**O que fazer:**
**A)** Escreva, uma por linha, todas as frases do parágrafo do texto sobre trânsito que fala do samurai.
**B)** Reproduza a listagem a partir da linha que contém "torn body panel?" e siga até o fim da listagem, incluindo essa primeira linha e a última, mas deixando as imagens de fora.

O leitor deve então pensar então que a solução é simples: basta eliminarmos os pontos que geram atrasos e o problema estará automaticamente resolvido. Errado. Em sistemas complexos, a eficiência total de alguns elementos conduzem ao colapso de outros , incapacitando o macro-sistema. Sistemas complexos eficientes possuem partes apenas o suficientemente eficientes para que todas as partes operem com uma margem de eficiência satisfatória. Algumas vezes é preciso introduzir um pouco de caos no sistema para obter mais eficiência dele, o que é um tipo de ordem. Quando tentamos maximizar a ordem do sistema, podemos gerar um sistema caótico e menos eficiente.
Um exemplo é construir um túnel para desafogar o trânsito em um ponto e causar o colapso em outro, onde antes o trânsito nunca havia congestionado. O túnel parece a solução lógica para o problema, mas pode causar uma situação pior do que a anterior.
Muitas vezes a melhor resposta a aquele congestionamento pontual é causar pequenos atrasos no fluxo periférico que alimenta aquele local ou dificultando o acesso e obrigando os carros a tomarem outros caminhos, evitando que os carros se acumulem e causem o colapso local. Isto significa fazer o contrário do que aprendemos, tirando proveito da má engenharia de tráfego que irá prejudicar carros individualmente em vários pontos para termos uma melhora do sistema como um todo. Na média, geramos uma perda de tempo para cada carro com as “más soluções de engenharia”, mas ao dificultar o acesso ao ponto de congestionamento, temos uma menor aglomeração e o ponto não entra em colapso, e no final todos ganham.
Um verdadeiro contra-senso, mas mais eficaz (e quase sempre mais barato) que uma portentosa obra viária (onerada quase sempre por propinas). Não é muito lógico para nós, com nossa cultura de que melhor é sempre mais, mas é assim que a natureza desses sistemas complexos funciona. Estas respostas nem sempre são fáceis para nós.
Para um samurai, essa resposta é mais simples de ser entendida por sua cultura ser diferente. Um samurai aprende e pensa no mundo em termos de equilíbrios. Congestionamento é um desequilíbrio do sistema e a solução que ele normalmente busca é aquele que reconduza o fluxo ao seu equilíbrio, e muitas vezes é preciso tomar decisões Yin, desagradáveis, para obtermos um resultado mais Yang, bom para todos. Resta-nos aprender esta lição e aplicá-la.

**Trechos da listagem:**

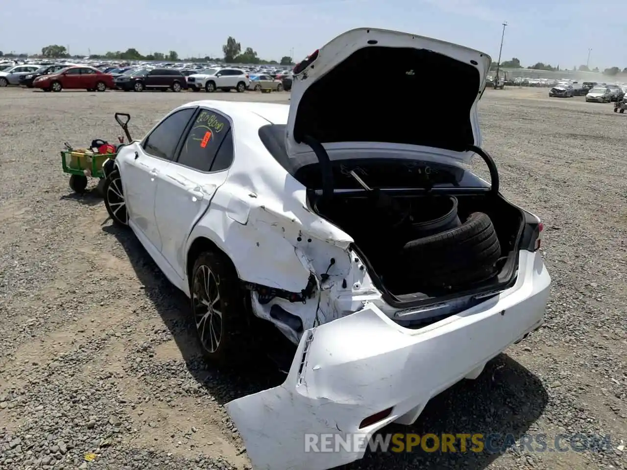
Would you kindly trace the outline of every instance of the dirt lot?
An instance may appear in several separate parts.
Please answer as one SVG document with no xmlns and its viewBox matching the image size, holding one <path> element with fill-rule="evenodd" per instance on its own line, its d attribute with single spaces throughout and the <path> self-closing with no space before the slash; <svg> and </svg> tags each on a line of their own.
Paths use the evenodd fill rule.
<svg viewBox="0 0 627 470">
<path fill-rule="evenodd" d="M 248 465 L 223 407 L 275 377 L 199 358 L 183 295 L 97 197 L 71 194 L 58 157 L 119 135 L 116 111 L 139 135 L 205 96 L 0 90 L 0 469 Z M 480 110 L 502 192 L 546 224 L 546 324 L 409 431 L 543 434 L 548 448 L 376 454 L 346 470 L 627 468 L 627 116 L 536 89 L 487 90 Z"/>
</svg>

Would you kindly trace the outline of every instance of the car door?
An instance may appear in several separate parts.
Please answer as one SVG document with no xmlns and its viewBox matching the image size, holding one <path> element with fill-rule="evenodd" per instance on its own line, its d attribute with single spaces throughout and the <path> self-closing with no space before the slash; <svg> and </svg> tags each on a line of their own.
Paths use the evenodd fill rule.
<svg viewBox="0 0 627 470">
<path fill-rule="evenodd" d="M 97 77 L 95 71 L 90 68 L 81 68 L 80 70 L 80 85 L 82 88 L 95 88 L 96 78 Z"/>
<path fill-rule="evenodd" d="M 78 67 L 68 69 L 61 79 L 61 84 L 64 88 L 80 88 L 80 69 Z"/>
<path fill-rule="evenodd" d="M 161 254 L 182 279 L 185 278 L 187 237 L 226 180 L 233 160 L 231 125 L 226 117 L 201 108 L 189 128 L 176 162 L 159 178 L 155 199 Z"/>
<path fill-rule="evenodd" d="M 144 138 L 134 159 L 127 162 L 122 175 L 129 224 L 140 231 L 157 250 L 161 238 L 155 220 L 155 194 L 158 178 L 174 159 L 176 149 L 196 108 L 170 114 Z"/>
</svg>

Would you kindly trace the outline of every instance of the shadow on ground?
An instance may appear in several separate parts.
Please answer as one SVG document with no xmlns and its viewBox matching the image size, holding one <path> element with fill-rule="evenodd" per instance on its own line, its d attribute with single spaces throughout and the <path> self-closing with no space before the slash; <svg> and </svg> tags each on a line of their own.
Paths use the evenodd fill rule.
<svg viewBox="0 0 627 470">
<path fill-rule="evenodd" d="M 189 321 L 189 300 L 173 287 L 130 230 L 113 226 L 103 230 L 114 235 L 124 247 L 144 291 L 154 303 L 164 323 L 169 329 L 186 361 L 190 373 L 207 388 L 220 403 L 260 391 L 281 384 L 285 374 L 265 350 L 252 355 L 245 370 L 217 370 L 203 359 L 198 342 L 190 341 L 194 326 Z M 275 335 L 265 343 L 280 347 L 285 344 L 282 335 L 271 326 L 260 335 Z M 293 352 L 287 355 L 289 359 Z M 506 447 L 508 435 L 518 439 L 542 414 L 548 395 L 542 383 L 520 364 L 502 354 L 490 361 L 475 380 L 463 380 L 433 399 L 418 420 L 411 426 L 391 425 L 379 434 L 395 432 L 498 434 L 480 452 L 426 452 L 418 446 L 412 452 L 367 451 L 364 459 L 338 469 L 341 470 L 390 470 L 406 469 L 449 469 L 455 466 L 473 470 L 487 467 Z M 433 442 L 429 441 L 433 445 Z M 469 441 L 468 449 L 472 447 Z"/>
<path fill-rule="evenodd" d="M 77 192 L 70 192 L 61 196 L 60 201 L 75 201 L 85 206 L 95 206 L 102 204 L 102 196 L 100 195 L 96 188 L 88 189 L 82 194 Z"/>
</svg>

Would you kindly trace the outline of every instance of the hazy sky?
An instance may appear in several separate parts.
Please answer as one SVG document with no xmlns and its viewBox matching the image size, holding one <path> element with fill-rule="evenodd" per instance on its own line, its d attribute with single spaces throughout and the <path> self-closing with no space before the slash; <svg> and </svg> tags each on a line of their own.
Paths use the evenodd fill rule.
<svg viewBox="0 0 627 470">
<path fill-rule="evenodd" d="M 3 6 L 0 50 L 58 44 L 72 54 L 132 47 L 221 56 L 230 35 L 260 57 L 278 60 L 293 48 L 300 59 L 345 30 L 369 26 L 463 44 L 496 60 L 506 21 L 503 61 L 572 68 L 591 48 L 591 68 L 622 69 L 626 19 L 627 0 L 29 0 Z"/>
</svg>

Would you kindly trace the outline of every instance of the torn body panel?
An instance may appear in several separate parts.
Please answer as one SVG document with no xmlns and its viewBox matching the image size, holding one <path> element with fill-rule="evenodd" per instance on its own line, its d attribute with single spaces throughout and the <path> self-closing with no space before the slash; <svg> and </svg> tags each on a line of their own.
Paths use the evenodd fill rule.
<svg viewBox="0 0 627 470">
<path fill-rule="evenodd" d="M 367 439 L 391 422 L 411 424 L 431 398 L 476 378 L 487 361 L 542 323 L 551 279 L 539 254 L 521 257 L 516 286 L 422 329 L 399 326 L 369 302 L 305 332 L 282 385 L 227 404 L 253 467 L 326 470 L 354 461 L 366 443 L 306 452 L 305 435 Z M 364 426 L 377 414 L 379 420 Z"/>
</svg>

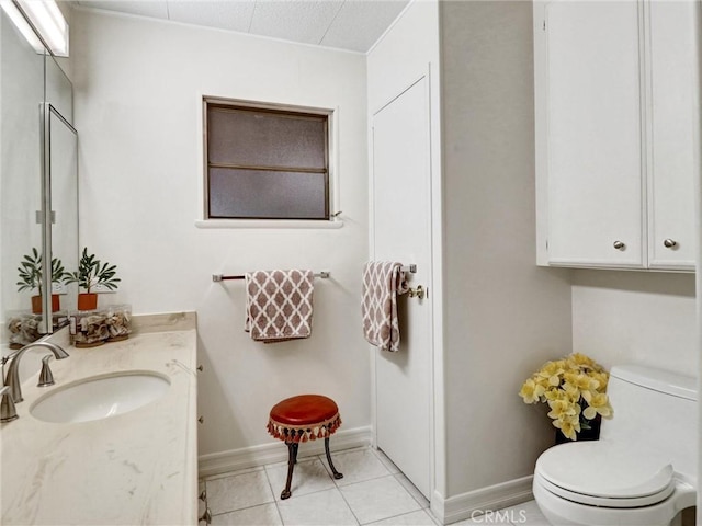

**Respostas às tarefas:**
**A)**
Para um samurai, essa resposta é mais simples de ser entendida por sua cultura ser diferente.
Um samurai aprende e pensa no mundo em termos de equilíbrios.
Congestionamento é um desequilíbrio do sistema e a solução que ele normalmente busca é aquele que reconduza o fluxo ao seu equilíbrio, e muitas vezes é preciso tomar decisões Yin, desagradáveis, para obtermos um resultado mais Yang, bom para todos.
Resta-nos aprender esta lição e aplicá-la.

**B)**
Would you kindly trace the outline of every instance of the torn body panel?
An instance may appear in several separate parts.
Please answer as one SVG document with no xmlns and its viewBox matching the image size, holding one <path> element with fill-rule="evenodd" per instance on its own line, its d attribute with single spaces throughout and the <path> self-closing with no space before the slash; <svg> and </svg> tags each on a line of their own.
Paths use the evenodd fill rule.
<svg viewBox="0 0 627 470">
<path fill-rule="evenodd" d="M 367 439 L 391 422 L 411 424 L 431 398 L 476 378 L 487 361 L 542 323 L 551 279 L 539 254 L 521 257 L 516 286 L 422 329 L 399 326 L 369 302 L 305 332 L 282 385 L 227 404 L 253 467 L 326 470 L 354 461 L 366 443 L 306 452 L 305 435 Z M 364 426 L 377 414 L 379 420 Z"/>
</svg>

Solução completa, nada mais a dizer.